WRITTEN PROBLEM | Extend the forum thread about the custom trunk audio build with further posts, picking up after its final post.

TEXT SECTION |
* * * * *

That's all so far. Waiting on my tweeters and fiberglass to arrive so that I can start working on all the custom pods.


----------



## Chaos (Oct 27, 2005)

Aarondost08 said:


> Hey, ive been working on this over the past few weeks and I think its turning out well.


I'll say. Sure looks good so far anyway.


----------



## dohcser (May 25, 2010)

Looking very clean so far, keep up with it and post more pics


----------



## Aarondost08 (May 23, 2011)

sadly i wont be able to make a ton of progress till next thursday when my fiberglass gets here. Nut once it does I will be working on it like crazy.


----------



## schmiddr2 (Aug 10, 2009)

Looks like some skill was needed to design and fabricate that trunk setup. gj

And are those RS75 or RS100?


----------



## Aaron'z 2.5RS/WRX (Oct 24, 2007)

awesome, watching on NASIOC as well


----------



## Cablguy184 (Oct 7, 2010)

Very interesting build ... very clean !!!


----------



## wheelieking71 (Dec 20, 2006)

lots of pretty blue amps floating around lately! i like that (except for the fact that means there are less for me!). nice install, i really like your equipment choices.


----------



## DLO13 (Oct 24, 2010)

That's all so far. Waiting on my tweeters and fiberglass to arrive so that I can start working on all the custom pods.[/QUOTE]

Have you thought at all about being able to adjust levels ones you secure the amps, seems like it would be a tuning nightmare to have them the way they are now. It looks great, but from a practical stand point, wouldn't it be better if you had them more layered? Kinda stacked on top of each other?

* * * * *

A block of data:
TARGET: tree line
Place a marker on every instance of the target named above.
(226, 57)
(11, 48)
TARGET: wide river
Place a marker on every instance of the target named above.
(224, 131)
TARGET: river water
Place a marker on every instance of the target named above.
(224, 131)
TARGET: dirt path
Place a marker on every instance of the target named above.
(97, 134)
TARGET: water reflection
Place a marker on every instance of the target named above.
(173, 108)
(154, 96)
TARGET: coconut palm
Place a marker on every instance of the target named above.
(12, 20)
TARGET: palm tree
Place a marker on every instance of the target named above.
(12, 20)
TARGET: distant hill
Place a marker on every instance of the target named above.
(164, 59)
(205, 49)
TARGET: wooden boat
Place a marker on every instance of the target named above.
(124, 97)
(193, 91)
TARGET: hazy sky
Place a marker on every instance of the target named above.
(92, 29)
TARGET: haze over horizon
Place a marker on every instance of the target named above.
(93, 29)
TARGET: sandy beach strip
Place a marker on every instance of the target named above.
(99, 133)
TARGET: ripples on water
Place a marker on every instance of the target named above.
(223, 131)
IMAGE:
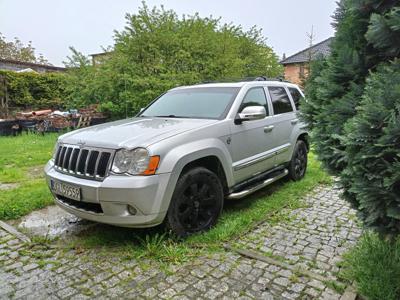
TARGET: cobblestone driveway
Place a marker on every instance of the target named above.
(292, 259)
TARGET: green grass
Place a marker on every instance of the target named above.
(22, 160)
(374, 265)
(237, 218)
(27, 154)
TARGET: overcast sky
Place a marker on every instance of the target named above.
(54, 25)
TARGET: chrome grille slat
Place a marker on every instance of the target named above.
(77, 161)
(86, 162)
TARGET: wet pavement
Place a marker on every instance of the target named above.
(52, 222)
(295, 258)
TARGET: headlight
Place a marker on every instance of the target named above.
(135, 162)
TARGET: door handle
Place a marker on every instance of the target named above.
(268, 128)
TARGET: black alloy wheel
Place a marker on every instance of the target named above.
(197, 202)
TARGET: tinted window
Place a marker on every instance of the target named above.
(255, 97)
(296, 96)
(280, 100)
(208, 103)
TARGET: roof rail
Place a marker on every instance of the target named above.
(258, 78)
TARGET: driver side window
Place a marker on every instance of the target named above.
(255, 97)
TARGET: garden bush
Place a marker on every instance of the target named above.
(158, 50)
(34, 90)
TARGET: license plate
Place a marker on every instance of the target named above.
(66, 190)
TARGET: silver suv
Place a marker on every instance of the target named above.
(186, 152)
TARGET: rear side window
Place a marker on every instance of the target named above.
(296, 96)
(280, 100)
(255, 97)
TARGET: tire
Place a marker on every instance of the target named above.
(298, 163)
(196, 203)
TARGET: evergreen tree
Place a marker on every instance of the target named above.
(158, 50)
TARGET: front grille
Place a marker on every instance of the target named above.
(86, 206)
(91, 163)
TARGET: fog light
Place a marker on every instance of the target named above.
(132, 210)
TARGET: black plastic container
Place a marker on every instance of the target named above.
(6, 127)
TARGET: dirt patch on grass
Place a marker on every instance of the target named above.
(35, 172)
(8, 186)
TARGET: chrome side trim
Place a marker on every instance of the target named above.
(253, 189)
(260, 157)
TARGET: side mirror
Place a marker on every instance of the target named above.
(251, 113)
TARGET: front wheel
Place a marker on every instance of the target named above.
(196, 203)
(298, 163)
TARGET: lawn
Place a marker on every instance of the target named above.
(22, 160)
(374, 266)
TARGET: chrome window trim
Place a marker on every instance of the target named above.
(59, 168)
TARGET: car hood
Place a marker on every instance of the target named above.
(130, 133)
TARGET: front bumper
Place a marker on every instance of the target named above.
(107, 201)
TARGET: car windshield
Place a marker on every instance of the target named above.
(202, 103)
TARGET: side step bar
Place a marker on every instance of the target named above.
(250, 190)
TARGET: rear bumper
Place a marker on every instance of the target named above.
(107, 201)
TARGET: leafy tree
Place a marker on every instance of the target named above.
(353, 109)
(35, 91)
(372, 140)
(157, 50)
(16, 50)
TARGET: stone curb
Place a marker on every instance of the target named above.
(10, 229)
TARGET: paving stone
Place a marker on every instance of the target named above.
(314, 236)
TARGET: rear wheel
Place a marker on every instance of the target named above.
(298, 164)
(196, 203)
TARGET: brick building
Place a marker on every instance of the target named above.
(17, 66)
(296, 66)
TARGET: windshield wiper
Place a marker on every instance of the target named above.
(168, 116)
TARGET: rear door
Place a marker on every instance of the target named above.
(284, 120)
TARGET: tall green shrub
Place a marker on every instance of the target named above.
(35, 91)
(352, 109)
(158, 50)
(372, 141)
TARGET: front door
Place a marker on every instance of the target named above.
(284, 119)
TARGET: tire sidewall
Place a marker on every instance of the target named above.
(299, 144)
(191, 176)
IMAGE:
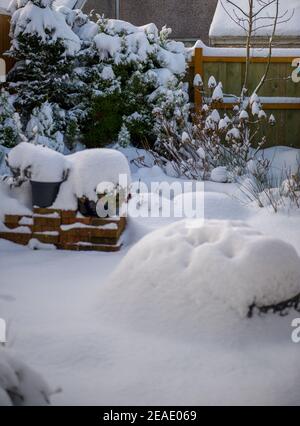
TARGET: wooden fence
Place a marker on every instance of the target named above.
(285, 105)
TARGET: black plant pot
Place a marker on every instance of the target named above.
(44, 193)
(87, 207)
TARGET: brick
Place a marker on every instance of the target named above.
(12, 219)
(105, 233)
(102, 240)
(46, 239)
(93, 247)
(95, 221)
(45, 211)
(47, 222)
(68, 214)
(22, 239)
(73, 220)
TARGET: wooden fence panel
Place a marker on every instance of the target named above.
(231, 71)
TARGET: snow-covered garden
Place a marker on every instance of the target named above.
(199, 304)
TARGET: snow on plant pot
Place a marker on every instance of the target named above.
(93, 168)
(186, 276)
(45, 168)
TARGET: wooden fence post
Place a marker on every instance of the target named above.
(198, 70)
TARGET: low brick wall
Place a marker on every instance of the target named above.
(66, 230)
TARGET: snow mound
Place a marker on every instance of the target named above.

* * * * *

EXERCISE RESPONSE |
I cant tell exactly, but if you put them on the opposite end of the sub (on the opposite side of the car)


----------



## Aaron'z 2.5RS/WRX (Oct 24, 2007)

DLO13 said:


> That's all so far. Waiting on my tweeters and fiberglass to arrive so that I can start working on all the custom pods.
> 
> 
> *Have you thought at all about being able to adjust levels ones you secure the amps, seems like it would be a tuning nightmare to have them the way they are now. It looks great, but from a practical stand point, wouldn't it be better if you had them more layered? Kinda stacked on top of each other?*
> ...



THIS... the nightmare is on you now bra.... getting wires in the amps and tight, then level setting...


----------



## Aarondost08 (May 23, 2011)

schmiddr2 said:


> Looks like some skill was needed to design and fabricate that trunk setup. gj
> 
> And are those RS75 or RS100?


RS100 - I have no idea why I put RS 75's haha. You are correct sir.

I am glad you guys like it. I think the install is going well so far.

Here is a little bit of progress that I made yesterday since my wiring came in along with my tweeters.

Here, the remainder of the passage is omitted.